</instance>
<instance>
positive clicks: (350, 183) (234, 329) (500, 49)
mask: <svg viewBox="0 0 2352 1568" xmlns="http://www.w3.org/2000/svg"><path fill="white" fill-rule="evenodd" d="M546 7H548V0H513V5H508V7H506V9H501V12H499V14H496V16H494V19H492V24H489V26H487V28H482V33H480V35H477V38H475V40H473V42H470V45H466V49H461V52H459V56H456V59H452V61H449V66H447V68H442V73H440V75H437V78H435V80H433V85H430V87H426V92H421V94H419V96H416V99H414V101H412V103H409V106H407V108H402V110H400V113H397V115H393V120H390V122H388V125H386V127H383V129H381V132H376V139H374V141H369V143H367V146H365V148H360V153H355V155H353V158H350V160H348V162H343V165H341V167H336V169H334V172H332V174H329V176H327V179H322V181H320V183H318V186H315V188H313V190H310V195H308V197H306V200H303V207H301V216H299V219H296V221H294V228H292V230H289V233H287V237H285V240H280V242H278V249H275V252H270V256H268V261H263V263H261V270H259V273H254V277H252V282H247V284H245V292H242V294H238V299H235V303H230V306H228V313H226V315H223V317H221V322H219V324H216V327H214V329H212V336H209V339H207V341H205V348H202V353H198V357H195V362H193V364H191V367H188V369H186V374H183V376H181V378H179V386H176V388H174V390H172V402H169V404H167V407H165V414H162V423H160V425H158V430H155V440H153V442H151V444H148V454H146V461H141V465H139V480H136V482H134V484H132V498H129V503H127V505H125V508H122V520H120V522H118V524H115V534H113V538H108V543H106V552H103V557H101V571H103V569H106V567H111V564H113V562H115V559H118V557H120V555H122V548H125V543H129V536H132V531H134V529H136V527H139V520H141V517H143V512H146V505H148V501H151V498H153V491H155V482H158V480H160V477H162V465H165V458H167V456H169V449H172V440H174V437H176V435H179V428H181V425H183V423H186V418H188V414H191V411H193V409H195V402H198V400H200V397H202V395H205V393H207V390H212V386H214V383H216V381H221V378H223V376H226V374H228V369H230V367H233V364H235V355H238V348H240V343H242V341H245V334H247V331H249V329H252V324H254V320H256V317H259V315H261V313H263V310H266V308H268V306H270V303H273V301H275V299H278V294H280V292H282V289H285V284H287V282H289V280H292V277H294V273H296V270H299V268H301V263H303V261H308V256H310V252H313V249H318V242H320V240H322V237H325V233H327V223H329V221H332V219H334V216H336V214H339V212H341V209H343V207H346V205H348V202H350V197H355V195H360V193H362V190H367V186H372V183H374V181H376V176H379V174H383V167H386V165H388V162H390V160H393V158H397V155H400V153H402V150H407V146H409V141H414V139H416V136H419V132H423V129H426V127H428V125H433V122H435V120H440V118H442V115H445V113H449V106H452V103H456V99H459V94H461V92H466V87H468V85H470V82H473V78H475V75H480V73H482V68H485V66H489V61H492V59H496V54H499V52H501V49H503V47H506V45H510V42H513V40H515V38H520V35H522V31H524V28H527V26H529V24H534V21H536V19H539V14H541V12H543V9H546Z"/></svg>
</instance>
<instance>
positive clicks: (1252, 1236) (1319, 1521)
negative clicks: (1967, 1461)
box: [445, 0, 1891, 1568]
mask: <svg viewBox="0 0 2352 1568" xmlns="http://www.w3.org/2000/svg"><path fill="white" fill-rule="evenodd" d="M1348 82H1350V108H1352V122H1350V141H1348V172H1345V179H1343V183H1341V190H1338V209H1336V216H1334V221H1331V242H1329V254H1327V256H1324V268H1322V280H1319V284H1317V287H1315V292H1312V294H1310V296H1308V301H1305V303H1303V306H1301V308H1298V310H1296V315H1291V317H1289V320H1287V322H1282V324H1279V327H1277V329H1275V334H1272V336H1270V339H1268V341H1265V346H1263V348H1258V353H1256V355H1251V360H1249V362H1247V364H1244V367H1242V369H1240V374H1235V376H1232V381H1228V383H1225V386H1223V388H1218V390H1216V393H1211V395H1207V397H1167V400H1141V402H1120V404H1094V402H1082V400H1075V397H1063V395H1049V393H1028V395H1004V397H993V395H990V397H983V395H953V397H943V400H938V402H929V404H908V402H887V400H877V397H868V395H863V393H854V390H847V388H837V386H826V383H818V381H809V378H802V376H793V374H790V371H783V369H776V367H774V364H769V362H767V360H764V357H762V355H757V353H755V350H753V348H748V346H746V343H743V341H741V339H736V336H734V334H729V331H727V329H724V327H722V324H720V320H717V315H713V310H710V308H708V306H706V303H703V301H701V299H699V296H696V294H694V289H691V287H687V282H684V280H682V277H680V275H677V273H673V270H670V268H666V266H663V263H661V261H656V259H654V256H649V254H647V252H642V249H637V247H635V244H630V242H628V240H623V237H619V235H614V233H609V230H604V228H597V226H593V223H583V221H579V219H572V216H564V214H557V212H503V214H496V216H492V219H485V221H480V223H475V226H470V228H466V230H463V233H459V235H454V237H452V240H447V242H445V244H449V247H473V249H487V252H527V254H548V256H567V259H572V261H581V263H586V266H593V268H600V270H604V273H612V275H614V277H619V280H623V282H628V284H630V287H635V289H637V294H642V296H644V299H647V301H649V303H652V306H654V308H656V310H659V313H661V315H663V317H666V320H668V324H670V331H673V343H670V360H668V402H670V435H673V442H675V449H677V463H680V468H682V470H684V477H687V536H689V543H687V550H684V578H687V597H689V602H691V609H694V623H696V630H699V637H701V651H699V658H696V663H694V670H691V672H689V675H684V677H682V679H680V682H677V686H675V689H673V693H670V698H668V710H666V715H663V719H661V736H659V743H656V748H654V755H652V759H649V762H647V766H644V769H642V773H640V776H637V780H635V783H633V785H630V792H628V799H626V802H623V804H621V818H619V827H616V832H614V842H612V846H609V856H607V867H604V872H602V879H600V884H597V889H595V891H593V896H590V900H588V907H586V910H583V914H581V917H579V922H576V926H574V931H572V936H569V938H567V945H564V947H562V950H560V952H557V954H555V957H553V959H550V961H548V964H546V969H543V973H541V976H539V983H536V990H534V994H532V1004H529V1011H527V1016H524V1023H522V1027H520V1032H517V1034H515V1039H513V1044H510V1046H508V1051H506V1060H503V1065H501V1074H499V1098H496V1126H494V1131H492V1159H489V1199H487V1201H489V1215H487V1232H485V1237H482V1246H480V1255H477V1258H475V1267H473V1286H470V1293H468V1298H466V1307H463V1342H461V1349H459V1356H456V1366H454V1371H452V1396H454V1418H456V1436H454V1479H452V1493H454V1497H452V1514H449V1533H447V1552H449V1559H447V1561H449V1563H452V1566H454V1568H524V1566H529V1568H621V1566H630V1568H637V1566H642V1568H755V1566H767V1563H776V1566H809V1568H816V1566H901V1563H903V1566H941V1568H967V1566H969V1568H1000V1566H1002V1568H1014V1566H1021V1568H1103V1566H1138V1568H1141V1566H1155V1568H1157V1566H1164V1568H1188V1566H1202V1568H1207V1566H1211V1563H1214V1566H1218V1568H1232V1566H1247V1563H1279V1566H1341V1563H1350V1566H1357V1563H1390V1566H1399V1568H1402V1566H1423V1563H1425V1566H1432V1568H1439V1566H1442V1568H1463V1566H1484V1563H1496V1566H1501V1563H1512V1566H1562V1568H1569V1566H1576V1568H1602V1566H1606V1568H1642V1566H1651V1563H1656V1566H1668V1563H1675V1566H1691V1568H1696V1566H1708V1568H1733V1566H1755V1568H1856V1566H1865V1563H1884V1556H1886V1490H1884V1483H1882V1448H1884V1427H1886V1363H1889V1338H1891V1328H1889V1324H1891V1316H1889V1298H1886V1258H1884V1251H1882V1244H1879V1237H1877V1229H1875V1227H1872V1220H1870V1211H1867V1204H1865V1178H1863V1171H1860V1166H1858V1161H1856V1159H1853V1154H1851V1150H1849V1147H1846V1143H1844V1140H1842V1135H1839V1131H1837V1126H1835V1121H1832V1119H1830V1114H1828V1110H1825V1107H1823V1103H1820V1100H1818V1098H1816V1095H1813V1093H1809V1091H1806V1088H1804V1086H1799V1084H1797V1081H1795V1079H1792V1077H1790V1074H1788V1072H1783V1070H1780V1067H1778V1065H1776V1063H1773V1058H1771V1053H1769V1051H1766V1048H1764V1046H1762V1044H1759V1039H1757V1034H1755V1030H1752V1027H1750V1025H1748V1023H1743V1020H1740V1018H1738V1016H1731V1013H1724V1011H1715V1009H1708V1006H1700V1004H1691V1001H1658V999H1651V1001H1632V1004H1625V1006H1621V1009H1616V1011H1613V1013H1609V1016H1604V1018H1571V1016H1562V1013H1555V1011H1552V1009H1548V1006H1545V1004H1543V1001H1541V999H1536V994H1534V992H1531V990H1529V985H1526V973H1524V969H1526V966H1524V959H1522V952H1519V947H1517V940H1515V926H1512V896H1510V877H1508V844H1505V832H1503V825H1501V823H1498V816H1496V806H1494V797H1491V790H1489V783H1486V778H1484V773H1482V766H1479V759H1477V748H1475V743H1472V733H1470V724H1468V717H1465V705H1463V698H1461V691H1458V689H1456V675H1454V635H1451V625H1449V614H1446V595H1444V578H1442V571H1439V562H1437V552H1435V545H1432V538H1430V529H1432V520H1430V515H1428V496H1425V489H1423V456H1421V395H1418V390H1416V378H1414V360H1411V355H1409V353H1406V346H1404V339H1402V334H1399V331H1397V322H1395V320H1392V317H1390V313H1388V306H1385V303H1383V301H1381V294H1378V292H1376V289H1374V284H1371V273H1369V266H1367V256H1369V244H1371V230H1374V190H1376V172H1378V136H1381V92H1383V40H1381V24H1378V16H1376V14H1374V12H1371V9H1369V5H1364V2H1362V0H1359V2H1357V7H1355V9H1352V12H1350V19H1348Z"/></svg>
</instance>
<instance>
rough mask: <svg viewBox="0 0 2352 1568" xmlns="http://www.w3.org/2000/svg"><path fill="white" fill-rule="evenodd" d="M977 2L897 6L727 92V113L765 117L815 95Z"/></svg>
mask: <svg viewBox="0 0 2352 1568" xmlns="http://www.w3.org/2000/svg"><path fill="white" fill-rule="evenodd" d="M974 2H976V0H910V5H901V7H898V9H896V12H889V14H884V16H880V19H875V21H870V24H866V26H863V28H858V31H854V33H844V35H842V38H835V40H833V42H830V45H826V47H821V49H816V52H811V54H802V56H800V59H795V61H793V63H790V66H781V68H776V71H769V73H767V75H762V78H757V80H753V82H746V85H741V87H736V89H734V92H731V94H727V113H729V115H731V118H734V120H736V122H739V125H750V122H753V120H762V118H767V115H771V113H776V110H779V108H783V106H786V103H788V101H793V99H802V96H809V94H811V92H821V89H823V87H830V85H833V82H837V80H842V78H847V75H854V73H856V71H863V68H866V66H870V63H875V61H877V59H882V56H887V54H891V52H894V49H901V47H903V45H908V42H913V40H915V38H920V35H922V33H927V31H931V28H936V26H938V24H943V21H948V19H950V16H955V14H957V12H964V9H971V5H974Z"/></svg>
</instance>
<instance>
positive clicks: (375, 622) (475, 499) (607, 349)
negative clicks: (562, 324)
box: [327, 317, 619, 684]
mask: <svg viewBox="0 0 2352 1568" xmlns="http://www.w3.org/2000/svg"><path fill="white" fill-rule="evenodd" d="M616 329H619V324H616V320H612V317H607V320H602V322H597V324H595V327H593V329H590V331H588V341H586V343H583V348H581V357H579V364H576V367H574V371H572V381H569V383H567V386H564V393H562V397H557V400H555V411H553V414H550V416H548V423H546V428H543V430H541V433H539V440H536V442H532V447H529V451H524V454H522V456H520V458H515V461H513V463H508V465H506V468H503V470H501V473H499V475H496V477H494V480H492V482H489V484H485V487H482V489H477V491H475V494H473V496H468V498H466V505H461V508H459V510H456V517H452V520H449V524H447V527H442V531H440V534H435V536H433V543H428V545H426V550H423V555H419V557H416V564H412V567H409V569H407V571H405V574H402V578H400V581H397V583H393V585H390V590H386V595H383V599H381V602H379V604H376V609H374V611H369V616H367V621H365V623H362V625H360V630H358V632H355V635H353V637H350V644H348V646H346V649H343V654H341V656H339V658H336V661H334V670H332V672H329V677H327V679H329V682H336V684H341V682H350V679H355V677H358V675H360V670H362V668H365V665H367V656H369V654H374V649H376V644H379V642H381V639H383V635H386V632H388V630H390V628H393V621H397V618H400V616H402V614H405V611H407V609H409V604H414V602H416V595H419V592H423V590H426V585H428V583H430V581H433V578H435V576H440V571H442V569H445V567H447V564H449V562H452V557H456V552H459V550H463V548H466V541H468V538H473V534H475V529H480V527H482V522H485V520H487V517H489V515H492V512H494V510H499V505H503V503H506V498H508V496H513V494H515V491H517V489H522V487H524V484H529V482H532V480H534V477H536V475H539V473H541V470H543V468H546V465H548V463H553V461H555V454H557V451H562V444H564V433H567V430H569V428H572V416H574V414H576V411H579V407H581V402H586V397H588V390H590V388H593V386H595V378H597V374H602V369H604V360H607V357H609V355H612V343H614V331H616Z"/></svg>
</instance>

▶ Directive
Render everything from the start of the records down to and including the line containing "positive clicks: (350, 183)" as a JSON list of strings, with one string per line and blank lines omitted.

▶ Answer to this task
[
  "</instance>",
  "<instance>",
  "positive clicks: (350, 183) (234, 329) (500, 49)"
]